— Start RECORDED DATA —

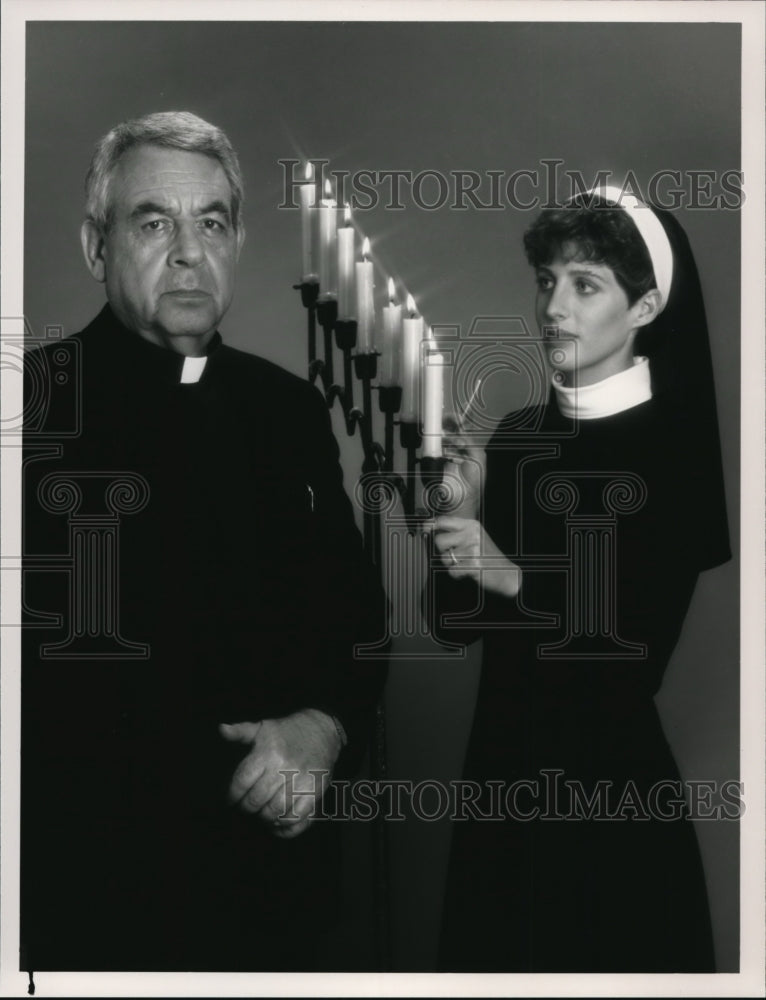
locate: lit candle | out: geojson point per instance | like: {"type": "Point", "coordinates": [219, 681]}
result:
{"type": "Point", "coordinates": [328, 231]}
{"type": "Point", "coordinates": [346, 267]}
{"type": "Point", "coordinates": [365, 310]}
{"type": "Point", "coordinates": [307, 192]}
{"type": "Point", "coordinates": [412, 335]}
{"type": "Point", "coordinates": [433, 403]}
{"type": "Point", "coordinates": [392, 340]}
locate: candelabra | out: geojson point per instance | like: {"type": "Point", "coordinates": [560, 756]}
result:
{"type": "Point", "coordinates": [378, 461]}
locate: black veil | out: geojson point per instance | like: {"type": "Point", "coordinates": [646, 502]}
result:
{"type": "Point", "coordinates": [678, 347]}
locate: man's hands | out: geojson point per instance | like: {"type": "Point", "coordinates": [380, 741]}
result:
{"type": "Point", "coordinates": [300, 743]}
{"type": "Point", "coordinates": [467, 551]}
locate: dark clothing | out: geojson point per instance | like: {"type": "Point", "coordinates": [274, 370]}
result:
{"type": "Point", "coordinates": [241, 571]}
{"type": "Point", "coordinates": [565, 710]}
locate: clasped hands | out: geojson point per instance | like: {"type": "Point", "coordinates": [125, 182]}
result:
{"type": "Point", "coordinates": [459, 538]}
{"type": "Point", "coordinates": [287, 770]}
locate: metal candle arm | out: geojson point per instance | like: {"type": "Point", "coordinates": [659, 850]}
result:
{"type": "Point", "coordinates": [378, 459]}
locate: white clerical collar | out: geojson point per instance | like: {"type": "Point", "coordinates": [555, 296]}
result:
{"type": "Point", "coordinates": [612, 395]}
{"type": "Point", "coordinates": [193, 368]}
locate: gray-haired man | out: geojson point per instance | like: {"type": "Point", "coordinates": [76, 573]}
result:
{"type": "Point", "coordinates": [163, 743]}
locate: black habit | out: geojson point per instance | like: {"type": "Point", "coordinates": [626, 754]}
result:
{"type": "Point", "coordinates": [566, 705]}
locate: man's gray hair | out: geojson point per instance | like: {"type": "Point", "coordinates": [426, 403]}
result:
{"type": "Point", "coordinates": [173, 129]}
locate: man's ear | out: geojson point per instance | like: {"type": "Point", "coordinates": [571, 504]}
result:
{"type": "Point", "coordinates": [647, 308]}
{"type": "Point", "coordinates": [92, 240]}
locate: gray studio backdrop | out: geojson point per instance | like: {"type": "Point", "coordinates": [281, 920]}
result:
{"type": "Point", "coordinates": [442, 97]}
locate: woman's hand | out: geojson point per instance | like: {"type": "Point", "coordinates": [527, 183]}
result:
{"type": "Point", "coordinates": [467, 551]}
{"type": "Point", "coordinates": [464, 471]}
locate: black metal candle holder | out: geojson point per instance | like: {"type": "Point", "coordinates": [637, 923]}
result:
{"type": "Point", "coordinates": [379, 461]}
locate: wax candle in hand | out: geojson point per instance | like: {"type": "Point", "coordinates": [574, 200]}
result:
{"type": "Point", "coordinates": [307, 192]}
{"type": "Point", "coordinates": [328, 230]}
{"type": "Point", "coordinates": [392, 340]}
{"type": "Point", "coordinates": [346, 235]}
{"type": "Point", "coordinates": [412, 335]}
{"type": "Point", "coordinates": [365, 309]}
{"type": "Point", "coordinates": [433, 403]}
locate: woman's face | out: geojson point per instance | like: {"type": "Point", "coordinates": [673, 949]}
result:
{"type": "Point", "coordinates": [588, 327]}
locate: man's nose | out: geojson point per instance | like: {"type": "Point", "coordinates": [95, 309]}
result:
{"type": "Point", "coordinates": [186, 249]}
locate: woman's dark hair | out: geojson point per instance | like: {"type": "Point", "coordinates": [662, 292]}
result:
{"type": "Point", "coordinates": [592, 229]}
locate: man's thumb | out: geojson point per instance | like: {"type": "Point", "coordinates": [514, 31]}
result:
{"type": "Point", "coordinates": [239, 732]}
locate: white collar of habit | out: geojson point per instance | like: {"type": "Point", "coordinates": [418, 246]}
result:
{"type": "Point", "coordinates": [192, 369]}
{"type": "Point", "coordinates": [612, 395]}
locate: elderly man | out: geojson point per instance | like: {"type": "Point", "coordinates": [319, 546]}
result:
{"type": "Point", "coordinates": [177, 741]}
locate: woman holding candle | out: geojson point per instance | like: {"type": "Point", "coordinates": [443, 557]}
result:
{"type": "Point", "coordinates": [575, 556]}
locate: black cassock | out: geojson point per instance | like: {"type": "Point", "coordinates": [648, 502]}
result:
{"type": "Point", "coordinates": [591, 867]}
{"type": "Point", "coordinates": [240, 568]}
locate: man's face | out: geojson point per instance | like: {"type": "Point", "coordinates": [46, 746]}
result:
{"type": "Point", "coordinates": [588, 323]}
{"type": "Point", "coordinates": [169, 256]}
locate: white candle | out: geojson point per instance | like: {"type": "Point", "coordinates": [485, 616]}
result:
{"type": "Point", "coordinates": [412, 335]}
{"type": "Point", "coordinates": [392, 340]}
{"type": "Point", "coordinates": [346, 267]}
{"type": "Point", "coordinates": [433, 404]}
{"type": "Point", "coordinates": [365, 308]}
{"type": "Point", "coordinates": [328, 230]}
{"type": "Point", "coordinates": [307, 194]}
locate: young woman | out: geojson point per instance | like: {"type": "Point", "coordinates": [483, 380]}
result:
{"type": "Point", "coordinates": [574, 553]}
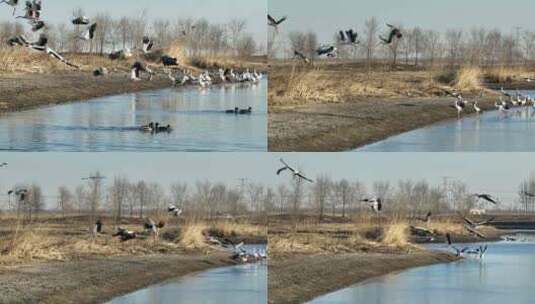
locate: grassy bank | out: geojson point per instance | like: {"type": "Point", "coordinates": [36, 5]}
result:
{"type": "Point", "coordinates": [341, 106]}
{"type": "Point", "coordinates": [58, 260]}
{"type": "Point", "coordinates": [309, 258]}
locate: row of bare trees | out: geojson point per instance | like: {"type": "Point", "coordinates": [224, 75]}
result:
{"type": "Point", "coordinates": [477, 46]}
{"type": "Point", "coordinates": [121, 198]}
{"type": "Point", "coordinates": [197, 37]}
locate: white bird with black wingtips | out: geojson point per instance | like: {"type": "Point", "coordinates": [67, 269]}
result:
{"type": "Point", "coordinates": [294, 171]}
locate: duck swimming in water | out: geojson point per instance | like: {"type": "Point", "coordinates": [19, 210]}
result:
{"type": "Point", "coordinates": [147, 128]}
{"type": "Point", "coordinates": [234, 111]}
{"type": "Point", "coordinates": [249, 110]}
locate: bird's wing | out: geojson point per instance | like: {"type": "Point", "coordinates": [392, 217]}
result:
{"type": "Point", "coordinates": [469, 222]}
{"type": "Point", "coordinates": [281, 169]}
{"type": "Point", "coordinates": [305, 178]}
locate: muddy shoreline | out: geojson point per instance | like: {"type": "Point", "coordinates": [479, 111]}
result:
{"type": "Point", "coordinates": [20, 92]}
{"type": "Point", "coordinates": [97, 280]}
{"type": "Point", "coordinates": [333, 127]}
{"type": "Point", "coordinates": [301, 278]}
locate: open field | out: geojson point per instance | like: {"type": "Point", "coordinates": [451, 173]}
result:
{"type": "Point", "coordinates": [340, 106]}
{"type": "Point", "coordinates": [57, 260]}
{"type": "Point", "coordinates": [310, 258]}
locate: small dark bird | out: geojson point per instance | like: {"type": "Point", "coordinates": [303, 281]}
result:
{"type": "Point", "coordinates": [168, 60]}
{"type": "Point", "coordinates": [249, 110]}
{"type": "Point", "coordinates": [394, 32]}
{"type": "Point", "coordinates": [234, 111]}
{"type": "Point", "coordinates": [124, 234]}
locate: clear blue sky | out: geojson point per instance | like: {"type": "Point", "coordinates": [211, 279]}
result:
{"type": "Point", "coordinates": [327, 17]}
{"type": "Point", "coordinates": [496, 173]}
{"type": "Point", "coordinates": [217, 11]}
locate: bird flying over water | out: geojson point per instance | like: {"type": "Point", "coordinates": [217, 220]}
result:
{"type": "Point", "coordinates": [275, 23]}
{"type": "Point", "coordinates": [295, 172]}
{"type": "Point", "coordinates": [394, 33]}
{"type": "Point", "coordinates": [89, 34]}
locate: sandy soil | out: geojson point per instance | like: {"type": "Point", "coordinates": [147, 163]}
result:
{"type": "Point", "coordinates": [25, 91]}
{"type": "Point", "coordinates": [329, 127]}
{"type": "Point", "coordinates": [297, 279]}
{"type": "Point", "coordinates": [96, 280]}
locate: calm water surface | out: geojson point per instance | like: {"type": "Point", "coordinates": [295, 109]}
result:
{"type": "Point", "coordinates": [235, 284]}
{"type": "Point", "coordinates": [505, 275]}
{"type": "Point", "coordinates": [110, 123]}
{"type": "Point", "coordinates": [489, 132]}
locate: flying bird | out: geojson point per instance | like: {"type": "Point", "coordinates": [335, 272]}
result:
{"type": "Point", "coordinates": [38, 25]}
{"type": "Point", "coordinates": [147, 45]}
{"type": "Point", "coordinates": [301, 56]}
{"type": "Point", "coordinates": [275, 23]}
{"type": "Point", "coordinates": [486, 197]}
{"type": "Point", "coordinates": [295, 172]}
{"type": "Point", "coordinates": [349, 37]}
{"type": "Point", "coordinates": [89, 34]}
{"type": "Point", "coordinates": [394, 33]}
{"type": "Point", "coordinates": [328, 50]}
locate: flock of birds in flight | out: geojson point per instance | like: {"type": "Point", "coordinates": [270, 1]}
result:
{"type": "Point", "coordinates": [33, 10]}
{"type": "Point", "coordinates": [178, 77]}
{"type": "Point", "coordinates": [345, 38]}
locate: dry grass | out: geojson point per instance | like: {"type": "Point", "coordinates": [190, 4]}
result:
{"type": "Point", "coordinates": [397, 234]}
{"type": "Point", "coordinates": [507, 75]}
{"type": "Point", "coordinates": [294, 85]}
{"type": "Point", "coordinates": [468, 79]}
{"type": "Point", "coordinates": [70, 239]}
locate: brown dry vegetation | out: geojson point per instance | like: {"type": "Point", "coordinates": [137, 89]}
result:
{"type": "Point", "coordinates": [294, 84]}
{"type": "Point", "coordinates": [363, 234]}
{"type": "Point", "coordinates": [55, 239]}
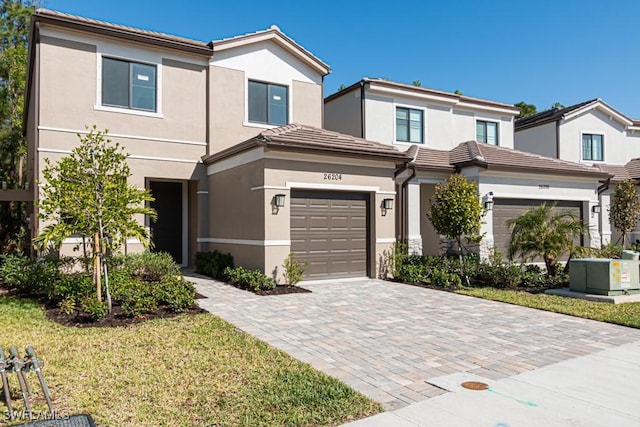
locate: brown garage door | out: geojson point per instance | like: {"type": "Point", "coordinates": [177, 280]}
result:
{"type": "Point", "coordinates": [505, 209]}
{"type": "Point", "coordinates": [329, 232]}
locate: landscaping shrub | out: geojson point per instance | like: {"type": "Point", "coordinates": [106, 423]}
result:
{"type": "Point", "coordinates": [147, 266]}
{"type": "Point", "coordinates": [213, 264]}
{"type": "Point", "coordinates": [413, 273]}
{"type": "Point", "coordinates": [76, 285]}
{"type": "Point", "coordinates": [138, 298]}
{"type": "Point", "coordinates": [254, 280]}
{"type": "Point", "coordinates": [176, 293]}
{"type": "Point", "coordinates": [94, 308]}
{"type": "Point", "coordinates": [501, 276]}
{"type": "Point", "coordinates": [28, 275]}
{"type": "Point", "coordinates": [293, 270]}
{"type": "Point", "coordinates": [445, 279]}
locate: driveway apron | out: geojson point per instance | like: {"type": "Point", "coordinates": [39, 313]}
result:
{"type": "Point", "coordinates": [387, 340]}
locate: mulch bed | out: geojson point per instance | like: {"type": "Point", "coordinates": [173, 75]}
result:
{"type": "Point", "coordinates": [113, 319]}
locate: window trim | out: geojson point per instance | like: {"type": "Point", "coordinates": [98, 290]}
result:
{"type": "Point", "coordinates": [266, 125]}
{"type": "Point", "coordinates": [115, 109]}
{"type": "Point", "coordinates": [582, 135]}
{"type": "Point", "coordinates": [422, 124]}
{"type": "Point", "coordinates": [485, 122]}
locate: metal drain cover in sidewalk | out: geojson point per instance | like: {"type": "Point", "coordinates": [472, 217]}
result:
{"type": "Point", "coordinates": [474, 385]}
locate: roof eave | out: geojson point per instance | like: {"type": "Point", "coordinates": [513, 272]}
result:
{"type": "Point", "coordinates": [96, 28]}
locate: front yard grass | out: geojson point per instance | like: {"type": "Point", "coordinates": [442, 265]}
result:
{"type": "Point", "coordinates": [627, 314]}
{"type": "Point", "coordinates": [183, 371]}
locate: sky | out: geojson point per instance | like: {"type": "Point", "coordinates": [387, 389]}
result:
{"type": "Point", "coordinates": [537, 51]}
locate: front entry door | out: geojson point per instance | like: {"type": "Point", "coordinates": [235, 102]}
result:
{"type": "Point", "coordinates": [166, 232]}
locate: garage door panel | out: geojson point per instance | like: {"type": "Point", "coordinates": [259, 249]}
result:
{"type": "Point", "coordinates": [329, 232]}
{"type": "Point", "coordinates": [506, 209]}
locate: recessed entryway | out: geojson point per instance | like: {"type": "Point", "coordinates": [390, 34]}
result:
{"type": "Point", "coordinates": [329, 232]}
{"type": "Point", "coordinates": [167, 231]}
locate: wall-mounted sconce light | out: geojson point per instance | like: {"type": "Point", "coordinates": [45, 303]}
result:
{"type": "Point", "coordinates": [278, 200]}
{"type": "Point", "coordinates": [488, 201]}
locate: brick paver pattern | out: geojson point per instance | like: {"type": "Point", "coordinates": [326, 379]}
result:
{"type": "Point", "coordinates": [387, 340]}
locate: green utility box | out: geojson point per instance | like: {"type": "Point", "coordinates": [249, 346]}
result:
{"type": "Point", "coordinates": [604, 276]}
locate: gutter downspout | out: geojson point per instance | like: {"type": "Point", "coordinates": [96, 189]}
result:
{"type": "Point", "coordinates": [402, 178]}
{"type": "Point", "coordinates": [362, 115]}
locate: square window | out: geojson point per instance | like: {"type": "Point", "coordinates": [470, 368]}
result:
{"type": "Point", "coordinates": [128, 84]}
{"type": "Point", "coordinates": [268, 103]}
{"type": "Point", "coordinates": [487, 132]}
{"type": "Point", "coordinates": [592, 148]}
{"type": "Point", "coordinates": [409, 125]}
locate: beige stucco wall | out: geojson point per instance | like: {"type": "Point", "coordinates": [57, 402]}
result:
{"type": "Point", "coordinates": [343, 114]}
{"type": "Point", "coordinates": [307, 105]}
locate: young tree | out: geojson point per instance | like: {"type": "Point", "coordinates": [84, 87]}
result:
{"type": "Point", "coordinates": [456, 211]}
{"type": "Point", "coordinates": [526, 110]}
{"type": "Point", "coordinates": [541, 232]}
{"type": "Point", "coordinates": [624, 211]}
{"type": "Point", "coordinates": [14, 30]}
{"type": "Point", "coordinates": [86, 193]}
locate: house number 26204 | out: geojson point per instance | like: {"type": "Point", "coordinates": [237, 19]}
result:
{"type": "Point", "coordinates": [333, 176]}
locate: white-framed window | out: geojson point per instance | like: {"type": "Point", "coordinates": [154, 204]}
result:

— End RECORDED DATA —

* **GOAL**
Return the lines from the line containing "locate: square window" to the end of the entries above, exactly as they appear and with no other output.

* **ANSWER BELOW**
locate: square window | out: geojson point per instance | like: {"type": "Point", "coordinates": [470, 368]}
result:
{"type": "Point", "coordinates": [128, 84]}
{"type": "Point", "coordinates": [268, 103]}
{"type": "Point", "coordinates": [487, 132]}
{"type": "Point", "coordinates": [592, 148]}
{"type": "Point", "coordinates": [409, 125]}
locate: beige stucco wall | out: geojson point per instance | like: {"type": "Point", "coordinates": [57, 402]}
result:
{"type": "Point", "coordinates": [343, 114]}
{"type": "Point", "coordinates": [307, 105]}
locate: young tree | out: geojson point per instance | like: {"type": "Point", "coordinates": [84, 87]}
result:
{"type": "Point", "coordinates": [456, 211]}
{"type": "Point", "coordinates": [526, 110]}
{"type": "Point", "coordinates": [541, 232]}
{"type": "Point", "coordinates": [624, 211]}
{"type": "Point", "coordinates": [14, 30]}
{"type": "Point", "coordinates": [86, 193]}
locate: house number 26204 | out: geojson point per instance | like: {"type": "Point", "coordinates": [237, 19]}
result:
{"type": "Point", "coordinates": [333, 176]}
locate: white-framed window | out: geojson point per instance | like: {"type": "Point", "coordinates": [154, 204]}
result:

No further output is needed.